2003-07-10 Thread Luigi Rizzo
On Thu, Jul 10, 2003 at 03:42:04AM -0700, Terry Lambert wrote:
> Luigi Rizzo wrote:
> > in several places in ipfw2.c i have to move pointers across
> > structures of variable length (lists of ipfw2 instructions
> > returned by the getsockopt()), and i use the following type of code:
> > 
> > void *next;
> > foo *p;
> > next = (void *)p + len;
> > foo = (foo *)p + len;
^^

sorry i meant   p = (void *)p + len;

...
> I don't understand the second one.  The first one blows up because
> you aren't parenthesizing, e.g.:
> 
>   next = (void *)(p + len);
> 
> The compiler is complaining because it doesn't know sizeof(*((void *)0))

ok, it actually evaluates to 1 and i thought it was some standard, probably
it is not so i guess i have to cast to (char *) instead

thanks
luigi

> (pointer arithmatic is coerced to the type of the lvalue, in most
> cases of casts).

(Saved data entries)
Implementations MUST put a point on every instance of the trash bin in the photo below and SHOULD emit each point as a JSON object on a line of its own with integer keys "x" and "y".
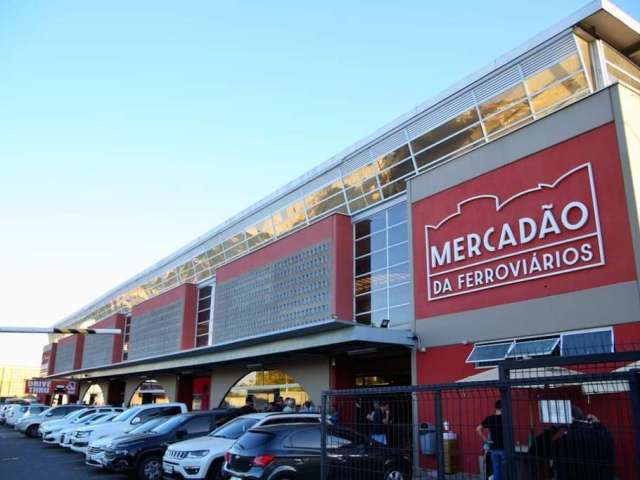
{"x": 427, "y": 434}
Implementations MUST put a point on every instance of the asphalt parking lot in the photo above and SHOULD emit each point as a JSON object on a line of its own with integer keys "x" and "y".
{"x": 23, "y": 458}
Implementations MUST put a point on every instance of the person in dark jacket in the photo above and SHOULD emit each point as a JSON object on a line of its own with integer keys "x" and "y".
{"x": 585, "y": 451}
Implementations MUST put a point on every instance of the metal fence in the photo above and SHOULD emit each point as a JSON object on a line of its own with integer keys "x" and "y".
{"x": 546, "y": 418}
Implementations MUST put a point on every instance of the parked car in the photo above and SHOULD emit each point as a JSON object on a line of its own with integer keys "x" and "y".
{"x": 124, "y": 422}
{"x": 66, "y": 434}
{"x": 95, "y": 451}
{"x": 142, "y": 453}
{"x": 203, "y": 457}
{"x": 22, "y": 411}
{"x": 50, "y": 431}
{"x": 293, "y": 451}
{"x": 30, "y": 425}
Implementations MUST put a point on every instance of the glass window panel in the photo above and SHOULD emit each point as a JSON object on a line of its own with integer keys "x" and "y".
{"x": 326, "y": 206}
{"x": 358, "y": 176}
{"x": 394, "y": 188}
{"x": 370, "y": 244}
{"x": 552, "y": 74}
{"x": 375, "y": 223}
{"x": 400, "y": 170}
{"x": 289, "y": 218}
{"x": 363, "y": 284}
{"x": 463, "y": 120}
{"x": 507, "y": 117}
{"x": 364, "y": 318}
{"x": 324, "y": 193}
{"x": 204, "y": 303}
{"x": 502, "y": 100}
{"x": 559, "y": 92}
{"x": 231, "y": 242}
{"x": 399, "y": 295}
{"x": 375, "y": 261}
{"x": 203, "y": 329}
{"x": 398, "y": 234}
{"x": 238, "y": 249}
{"x": 449, "y": 146}
{"x": 487, "y": 353}
{"x": 399, "y": 274}
{"x": 399, "y": 253}
{"x": 368, "y": 185}
{"x": 397, "y": 213}
{"x": 532, "y": 348}
{"x": 587, "y": 343}
{"x": 385, "y": 161}
{"x": 400, "y": 316}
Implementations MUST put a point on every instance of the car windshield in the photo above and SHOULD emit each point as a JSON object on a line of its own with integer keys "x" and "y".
{"x": 126, "y": 414}
{"x": 147, "y": 426}
{"x": 233, "y": 430}
{"x": 169, "y": 425}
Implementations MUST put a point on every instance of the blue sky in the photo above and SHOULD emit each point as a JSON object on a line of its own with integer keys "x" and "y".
{"x": 129, "y": 128}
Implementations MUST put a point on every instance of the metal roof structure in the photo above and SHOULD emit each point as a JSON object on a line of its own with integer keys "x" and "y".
{"x": 600, "y": 18}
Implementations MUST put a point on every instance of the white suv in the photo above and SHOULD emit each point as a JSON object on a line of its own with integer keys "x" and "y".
{"x": 123, "y": 423}
{"x": 202, "y": 457}
{"x": 51, "y": 430}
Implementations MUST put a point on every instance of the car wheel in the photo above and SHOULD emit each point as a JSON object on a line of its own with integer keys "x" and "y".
{"x": 150, "y": 468}
{"x": 394, "y": 474}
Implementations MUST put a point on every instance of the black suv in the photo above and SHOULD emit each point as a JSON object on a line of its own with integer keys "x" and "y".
{"x": 141, "y": 454}
{"x": 287, "y": 452}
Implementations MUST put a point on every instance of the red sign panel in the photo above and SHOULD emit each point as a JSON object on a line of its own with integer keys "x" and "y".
{"x": 487, "y": 242}
{"x": 550, "y": 223}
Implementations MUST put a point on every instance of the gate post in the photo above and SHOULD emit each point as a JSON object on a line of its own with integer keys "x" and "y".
{"x": 323, "y": 437}
{"x": 634, "y": 397}
{"x": 507, "y": 431}
{"x": 437, "y": 397}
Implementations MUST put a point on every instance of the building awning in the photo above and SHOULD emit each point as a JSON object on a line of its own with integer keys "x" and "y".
{"x": 318, "y": 338}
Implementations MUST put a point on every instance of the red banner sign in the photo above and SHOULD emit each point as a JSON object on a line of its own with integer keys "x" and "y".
{"x": 487, "y": 242}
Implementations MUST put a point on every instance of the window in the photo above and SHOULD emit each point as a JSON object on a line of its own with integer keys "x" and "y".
{"x": 382, "y": 283}
{"x": 125, "y": 339}
{"x": 489, "y": 353}
{"x": 587, "y": 343}
{"x": 305, "y": 439}
{"x": 204, "y": 315}
{"x": 200, "y": 424}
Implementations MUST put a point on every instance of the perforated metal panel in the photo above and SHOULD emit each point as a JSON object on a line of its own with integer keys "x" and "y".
{"x": 64, "y": 357}
{"x": 291, "y": 292}
{"x": 549, "y": 55}
{"x": 156, "y": 332}
{"x": 98, "y": 350}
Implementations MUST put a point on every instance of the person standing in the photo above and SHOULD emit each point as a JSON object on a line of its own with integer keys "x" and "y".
{"x": 493, "y": 423}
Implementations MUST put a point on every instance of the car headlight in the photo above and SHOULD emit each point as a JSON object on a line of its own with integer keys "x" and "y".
{"x": 197, "y": 453}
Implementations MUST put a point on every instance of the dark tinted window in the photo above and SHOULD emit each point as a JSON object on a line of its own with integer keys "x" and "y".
{"x": 251, "y": 440}
{"x": 200, "y": 424}
{"x": 306, "y": 439}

### What the task requires:
In the thread on pointer arithmetic, why does Luigi Rizzo decide he will cast to (char *) instead of (void *)? Answer in one to three sentences.

### Answer to the problem:
Terry Lambert explains that the compiler complains because it doesn't know sizeof(*((void *)0)). Luigi notes that the expression actually evaluates to 1, which he had assumed was standard. Since it probably isn't, he decides he has to cast to (char *).